* **What to do**
Could you pull out every line of text from the data below, word for word, leaving out the pictures?

++++++++++++++++++++

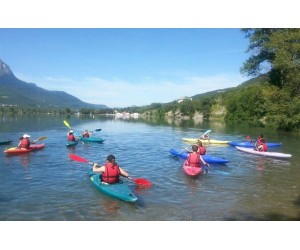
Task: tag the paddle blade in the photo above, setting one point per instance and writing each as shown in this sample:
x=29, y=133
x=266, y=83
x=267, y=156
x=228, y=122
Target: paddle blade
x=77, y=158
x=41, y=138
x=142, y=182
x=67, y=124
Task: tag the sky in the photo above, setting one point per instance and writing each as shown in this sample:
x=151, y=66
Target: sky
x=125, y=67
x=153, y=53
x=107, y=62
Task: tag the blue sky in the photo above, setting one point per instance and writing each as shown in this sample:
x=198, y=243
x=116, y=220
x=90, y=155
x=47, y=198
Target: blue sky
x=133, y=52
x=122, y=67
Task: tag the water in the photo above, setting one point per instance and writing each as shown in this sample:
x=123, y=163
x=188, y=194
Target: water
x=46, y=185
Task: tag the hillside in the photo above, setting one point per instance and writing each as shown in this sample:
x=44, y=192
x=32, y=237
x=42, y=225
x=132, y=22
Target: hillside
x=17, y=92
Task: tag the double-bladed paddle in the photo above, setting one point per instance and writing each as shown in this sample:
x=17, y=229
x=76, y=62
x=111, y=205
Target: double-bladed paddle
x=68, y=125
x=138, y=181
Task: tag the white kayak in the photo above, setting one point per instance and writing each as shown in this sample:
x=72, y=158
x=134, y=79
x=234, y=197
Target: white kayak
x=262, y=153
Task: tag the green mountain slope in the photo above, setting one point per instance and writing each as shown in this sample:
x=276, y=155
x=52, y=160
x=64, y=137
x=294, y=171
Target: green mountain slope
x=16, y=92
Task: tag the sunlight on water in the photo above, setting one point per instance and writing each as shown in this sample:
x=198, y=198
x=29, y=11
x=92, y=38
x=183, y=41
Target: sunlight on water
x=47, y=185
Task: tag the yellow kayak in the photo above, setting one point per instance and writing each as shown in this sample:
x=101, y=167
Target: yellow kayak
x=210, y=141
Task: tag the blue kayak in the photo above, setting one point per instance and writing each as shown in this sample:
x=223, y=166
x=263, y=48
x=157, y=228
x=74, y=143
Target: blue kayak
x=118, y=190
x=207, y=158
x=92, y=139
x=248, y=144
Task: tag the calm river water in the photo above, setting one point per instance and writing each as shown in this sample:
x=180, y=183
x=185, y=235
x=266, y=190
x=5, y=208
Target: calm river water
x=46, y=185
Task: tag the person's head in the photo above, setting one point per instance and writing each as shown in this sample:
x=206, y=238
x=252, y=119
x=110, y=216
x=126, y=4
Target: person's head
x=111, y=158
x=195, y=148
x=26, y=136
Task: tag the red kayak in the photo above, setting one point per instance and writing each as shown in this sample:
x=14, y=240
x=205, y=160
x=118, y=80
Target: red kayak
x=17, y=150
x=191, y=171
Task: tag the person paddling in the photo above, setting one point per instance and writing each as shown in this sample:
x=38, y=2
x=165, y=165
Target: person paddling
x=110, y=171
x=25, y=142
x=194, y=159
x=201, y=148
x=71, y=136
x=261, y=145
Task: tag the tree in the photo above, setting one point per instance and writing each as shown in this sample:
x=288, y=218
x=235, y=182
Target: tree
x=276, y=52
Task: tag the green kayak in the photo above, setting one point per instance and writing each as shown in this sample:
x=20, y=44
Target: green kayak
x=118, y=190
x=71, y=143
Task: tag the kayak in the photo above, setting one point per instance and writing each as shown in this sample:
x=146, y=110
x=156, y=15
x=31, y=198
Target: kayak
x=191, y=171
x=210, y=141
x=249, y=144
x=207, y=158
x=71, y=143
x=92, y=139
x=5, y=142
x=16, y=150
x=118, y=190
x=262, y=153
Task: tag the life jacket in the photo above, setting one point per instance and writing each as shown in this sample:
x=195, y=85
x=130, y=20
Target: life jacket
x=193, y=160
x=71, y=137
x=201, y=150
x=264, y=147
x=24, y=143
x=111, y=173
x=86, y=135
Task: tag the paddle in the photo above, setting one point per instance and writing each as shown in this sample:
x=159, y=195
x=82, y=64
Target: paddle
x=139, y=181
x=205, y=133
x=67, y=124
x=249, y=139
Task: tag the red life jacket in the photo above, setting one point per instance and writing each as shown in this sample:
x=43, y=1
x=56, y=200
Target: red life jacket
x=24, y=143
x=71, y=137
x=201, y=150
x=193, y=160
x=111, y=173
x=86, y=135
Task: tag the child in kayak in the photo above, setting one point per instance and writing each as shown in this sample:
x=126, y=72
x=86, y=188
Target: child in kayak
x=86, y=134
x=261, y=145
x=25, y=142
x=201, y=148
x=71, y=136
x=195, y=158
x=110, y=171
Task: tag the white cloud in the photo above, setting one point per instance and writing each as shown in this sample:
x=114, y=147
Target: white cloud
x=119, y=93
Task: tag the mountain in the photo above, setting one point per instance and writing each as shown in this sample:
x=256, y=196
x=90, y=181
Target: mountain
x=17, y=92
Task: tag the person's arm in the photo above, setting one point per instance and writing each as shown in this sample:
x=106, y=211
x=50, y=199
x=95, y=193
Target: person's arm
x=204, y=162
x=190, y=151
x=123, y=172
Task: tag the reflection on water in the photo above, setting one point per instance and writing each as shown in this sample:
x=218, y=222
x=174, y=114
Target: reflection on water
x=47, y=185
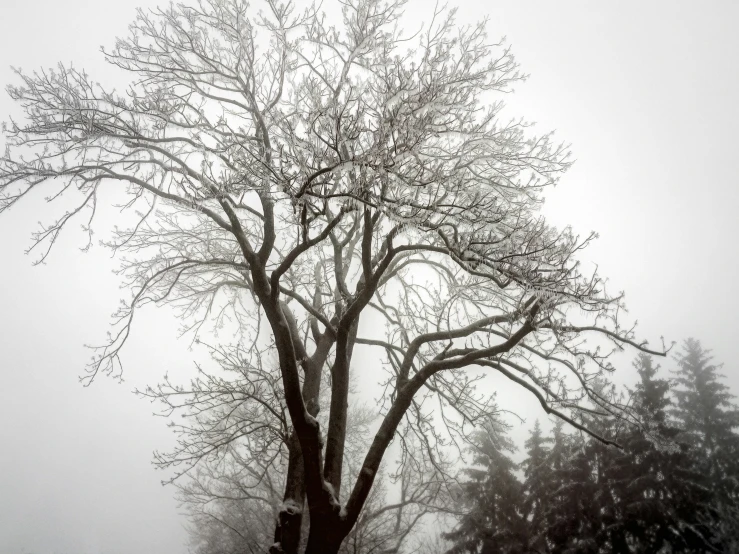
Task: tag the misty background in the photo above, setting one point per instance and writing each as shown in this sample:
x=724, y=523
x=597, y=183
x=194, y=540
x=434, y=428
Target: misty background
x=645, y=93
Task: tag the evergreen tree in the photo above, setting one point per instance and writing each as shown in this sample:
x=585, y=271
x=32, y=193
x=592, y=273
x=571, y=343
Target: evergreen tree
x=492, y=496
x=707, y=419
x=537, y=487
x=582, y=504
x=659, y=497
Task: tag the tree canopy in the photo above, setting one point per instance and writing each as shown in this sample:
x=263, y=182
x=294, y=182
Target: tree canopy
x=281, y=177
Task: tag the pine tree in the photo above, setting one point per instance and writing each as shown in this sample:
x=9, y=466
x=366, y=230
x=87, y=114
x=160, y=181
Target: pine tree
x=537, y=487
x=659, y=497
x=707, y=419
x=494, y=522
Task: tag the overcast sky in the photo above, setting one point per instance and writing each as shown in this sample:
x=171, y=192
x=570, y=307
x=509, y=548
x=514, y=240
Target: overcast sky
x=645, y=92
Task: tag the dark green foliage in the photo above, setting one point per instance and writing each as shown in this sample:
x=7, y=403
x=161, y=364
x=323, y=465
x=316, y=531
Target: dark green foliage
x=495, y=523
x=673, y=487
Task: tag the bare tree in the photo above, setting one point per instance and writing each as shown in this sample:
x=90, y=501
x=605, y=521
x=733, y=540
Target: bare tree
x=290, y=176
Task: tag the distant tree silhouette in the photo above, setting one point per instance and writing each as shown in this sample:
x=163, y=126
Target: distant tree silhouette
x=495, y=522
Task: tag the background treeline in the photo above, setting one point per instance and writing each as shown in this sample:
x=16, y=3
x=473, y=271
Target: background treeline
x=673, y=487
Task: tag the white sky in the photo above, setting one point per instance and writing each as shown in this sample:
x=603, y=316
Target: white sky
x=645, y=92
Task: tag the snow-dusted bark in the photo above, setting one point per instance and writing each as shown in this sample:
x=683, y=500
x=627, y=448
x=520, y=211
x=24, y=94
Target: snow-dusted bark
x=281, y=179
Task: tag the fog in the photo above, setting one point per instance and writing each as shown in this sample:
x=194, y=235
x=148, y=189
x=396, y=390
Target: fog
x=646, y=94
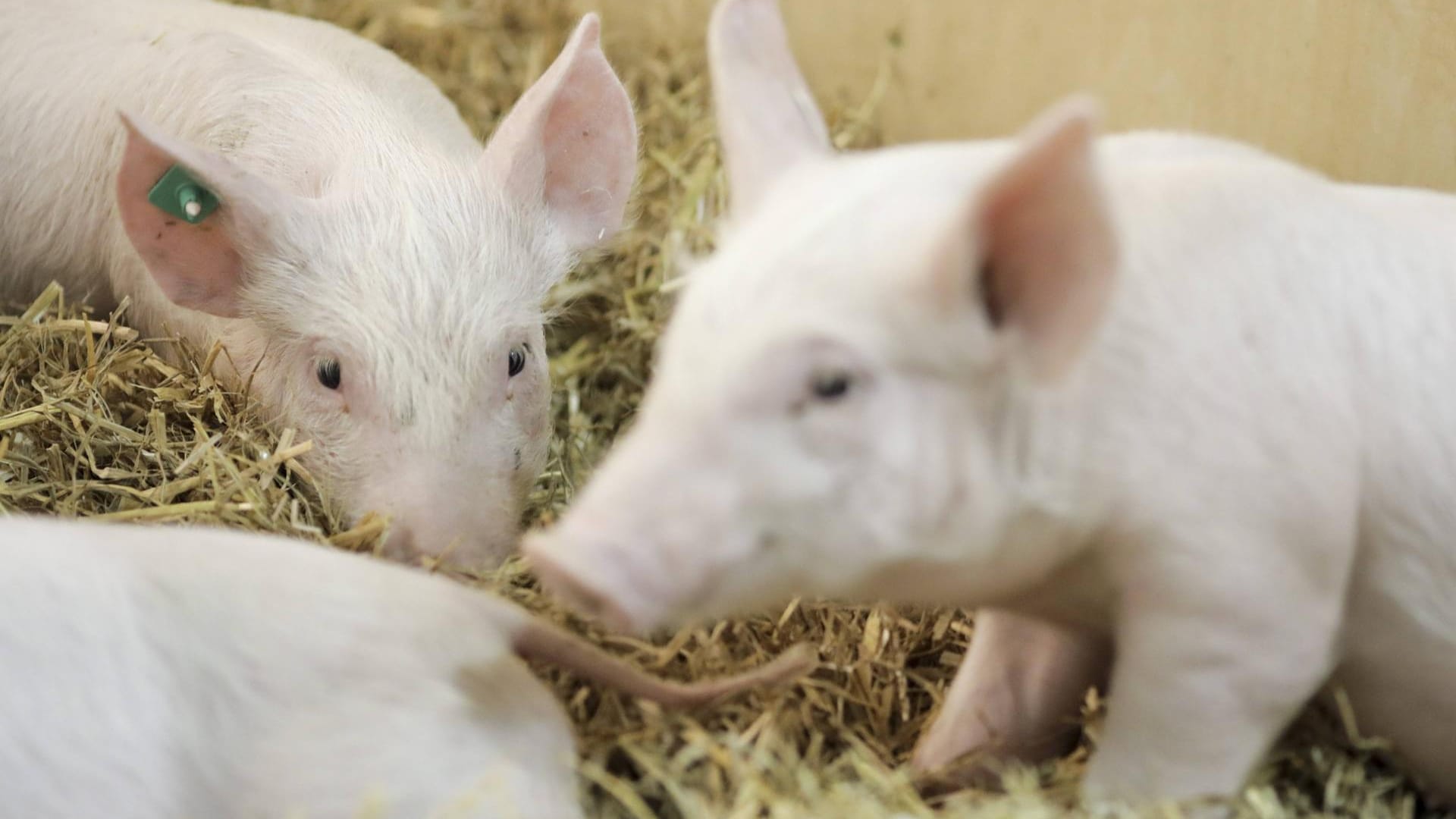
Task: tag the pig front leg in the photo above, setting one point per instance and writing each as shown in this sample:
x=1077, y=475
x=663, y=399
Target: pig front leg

++++++++++++++++++++

* **Complete output**
Task: tag the paddle blade in the photo above, setting one point per instance and writing each as shown in this sample:
x=29, y=133
x=266, y=83
x=267, y=156
x=228, y=122
Target: paddle blade
x=77, y=158
x=41, y=138
x=142, y=182
x=67, y=124
Task: tag the sky in the photo above, setting one point per instance and writing each as shown in this sample:
x=151, y=66
Target: sky
x=125, y=67
x=153, y=53
x=107, y=62
Task: tag the blue sky in the photo above, setting one point per instance and writing each as shown in this sample:
x=198, y=243
x=116, y=220
x=90, y=155
x=47, y=198
Target: blue sky
x=133, y=52
x=122, y=67
Task: tag the water in the photo above, setting one point per instance and writing each as shown in this sample:
x=123, y=163
x=188, y=194
Target: water
x=46, y=185
Task: tag the hillside in the photo above, setting one point per instance and writing each as shown in this sample:
x=44, y=192
x=32, y=237
x=42, y=225
x=132, y=22
Target: hillside
x=17, y=92
Task: tag the double-bladed paddle in the photo above, setting one point per instance and writing each as shown in this sample:
x=17, y=229
x=76, y=62
x=111, y=205
Target: double-bladed paddle
x=68, y=125
x=138, y=181
Task: tag the white kayak in the photo above, setting one point per instance and writing each as shown in this sample:
x=72, y=158
x=134, y=79
x=234, y=197
Target: white kayak
x=262, y=153
Task: tag the green mountain slope in the photo above, setting one point per instance and writing each as shown in this sample:
x=276, y=155
x=52, y=160
x=64, y=137
x=294, y=171
Target: green mountain slope
x=16, y=92
Task: tag the sunlight on water in the photo above, setting one point per instance and writing each as shown in this sample:
x=198, y=198
x=29, y=11
x=92, y=38
x=183, y=41
Target: sunlight on water
x=47, y=185
Task: tag the yellow kayak in the photo above, setting one point per instance and writing each as shown in this sample:
x=101, y=167
Target: yellow kayak
x=210, y=141
Task: tag the blue kayak in the photo above, setting one point per instance and writing each as shown in this sample:
x=223, y=166
x=263, y=48
x=157, y=228
x=74, y=143
Target: blue kayak
x=118, y=190
x=207, y=158
x=92, y=139
x=248, y=144
Task: tag the calm river water in the photo above, setting one point per instance and writing each as shown in this sample:
x=180, y=183
x=185, y=235
x=266, y=190
x=5, y=208
Target: calm river water
x=46, y=185
Task: tag the person's head in the photo above, setting one point per instance and writing each as shown in this sample:
x=206, y=238
x=252, y=119
x=110, y=216
x=126, y=4
Target: person's head
x=111, y=158
x=195, y=148
x=26, y=136
Task: tag the red kayak in the photo above, setting one point per instance and writing each as shown in this sample:
x=14, y=240
x=205, y=160
x=118, y=80
Target: red kayak
x=17, y=150
x=191, y=171
Task: tag the person paddling in the photo above, setting one point per instance and writing each as shown in this sample:
x=38, y=2
x=165, y=165
Target: person paddling
x=110, y=171
x=25, y=142
x=194, y=159
x=201, y=148
x=71, y=136
x=261, y=145
Task: tag the tree in the photo above, setting one point per instance and writing each as shown in this sample:
x=288, y=218
x=235, y=182
Target: tree
x=276, y=52
Task: tag the green kayak in the photo above, setting one point per instance and writing each as shown in this sample:
x=20, y=44
Target: green kayak
x=118, y=190
x=71, y=143
Task: tag the kayak in the photo above, setting one point per instance and writing each as shown in this sample:
x=146, y=110
x=156, y=15
x=31, y=198
Target: kayak
x=191, y=171
x=210, y=141
x=249, y=144
x=207, y=158
x=71, y=143
x=92, y=139
x=5, y=142
x=16, y=150
x=118, y=190
x=262, y=153
Task: tag the life jacket in the photo above, setting one point per instance and writing each as shown in this sample:
x=195, y=85
x=130, y=20
Target: life jacket
x=193, y=160
x=71, y=137
x=201, y=150
x=264, y=147
x=24, y=143
x=111, y=173
x=86, y=135
Task: tag the paddle in the photo above, setting one point per instance and writing each as shown in this sample:
x=159, y=195
x=82, y=64
Target: paddle
x=139, y=181
x=205, y=133
x=67, y=124
x=249, y=139
Task: tag the red life jacket in the photo above, setting one point per instance and writing each as shown in this sample:
x=43, y=1
x=56, y=200
Target: red life jacket
x=24, y=143
x=71, y=137
x=201, y=150
x=193, y=160
x=111, y=173
x=86, y=135
Task: tag the child in kayak in the photo above, setting one point per instance and writing each as shown in this sample:
x=126, y=72
x=86, y=188
Target: child in kayak
x=86, y=134
x=261, y=145
x=25, y=142
x=201, y=148
x=71, y=136
x=195, y=158
x=110, y=171
Task: tag the white cloud in the photo above, setting one point per instance and writing each as shown in this sample:
x=114, y=147
Target: white cloud
x=119, y=93
Task: tag the mountain in the photo above, setting one point per instance and writing each as shown in this sample:
x=256, y=196
x=90, y=181
Target: mountain
x=17, y=92
Task: tag the person's arm in the photo above, setting one point per instance and writing each as shown in this sample:
x=106, y=211
x=50, y=199
x=95, y=193
Target: person's arm
x=204, y=162
x=190, y=151
x=123, y=172
Task: tag the reflection on water in the photo above, setting one point per instance and writing each as shown in this sample:
x=218, y=222
x=174, y=114
Target: reflection on water
x=47, y=185
Task: tag the misty background in the photo above, setting one point per instance and writing each as shown in this sample:
x=724, y=523
x=597, y=183
x=194, y=540
x=434, y=428
Target: misty background
x=645, y=93
Task: tag the evergreen tree in the photo above, setting one point per instance and writing each as shown in this sample:
x=585, y=271
x=32, y=193
x=592, y=273
x=571, y=343
Target: evergreen tree
x=492, y=496
x=707, y=419
x=537, y=487
x=582, y=504
x=659, y=497
Task: tag the tree canopy in the photo above, setting one point per instance and writing each as shown in this sample:
x=263, y=182
x=294, y=182
Target: tree canopy
x=281, y=177
Task: tag the pine tree in the photo above, setting one point per instance and writing each as shown in this sample:
x=9, y=466
x=366, y=230
x=87, y=114
x=160, y=181
Target: pine tree
x=537, y=487
x=659, y=497
x=707, y=419
x=494, y=522
Task: tag the overcast sky in the photo above, setting one point per instance and writing each as shown in this sample:
x=171, y=192
x=570, y=307
x=509, y=548
x=514, y=240
Target: overcast sky
x=645, y=92
Task: tag the dark green foliage in the photo above, setting one point per instance and writing each as shown in this sample:
x=7, y=403
x=161, y=364
x=323, y=465
x=316, y=531
Target: dark green foliage
x=495, y=523
x=673, y=487
Task: tag the bare tree in the photo above, setting one point per instance and writing each as shown in this sample:
x=90, y=501
x=605, y=521
x=733, y=540
Target: bare tree
x=290, y=176
Task: tag the distant tree silhouette in the photo above, setting one point per instance and writing each as shown in this sample:
x=163, y=126
Target: distant tree silhouette
x=495, y=522
Task: tag the background treeline in the photo above, setting one point per instance and writing each as shown in this sample:
x=16, y=3
x=473, y=271
Target: background treeline
x=673, y=487
Task: tag the white sky in the photo above, setting one point per instance and writing each as shown in this sample:
x=603, y=316
Target: white sky
x=645, y=92
Task: tag the snow-dusted bark in the photo above, setting one point per instance and writing each as shown in this sample:
x=683, y=500
x=627, y=448
x=520, y=211
x=24, y=94
Target: snow-dusted bark
x=281, y=179
Task: tag the fog in the photo above, setting one point per instance and writing each as shown in this sample:
x=194, y=235
x=148, y=189
x=396, y=390
Target: fog
x=646, y=94
Task: tag the pig front leg in the photo above, setting one point per instance and writing each as shown in this sample:
x=1077, y=475
x=663, y=399
Target: pig front leg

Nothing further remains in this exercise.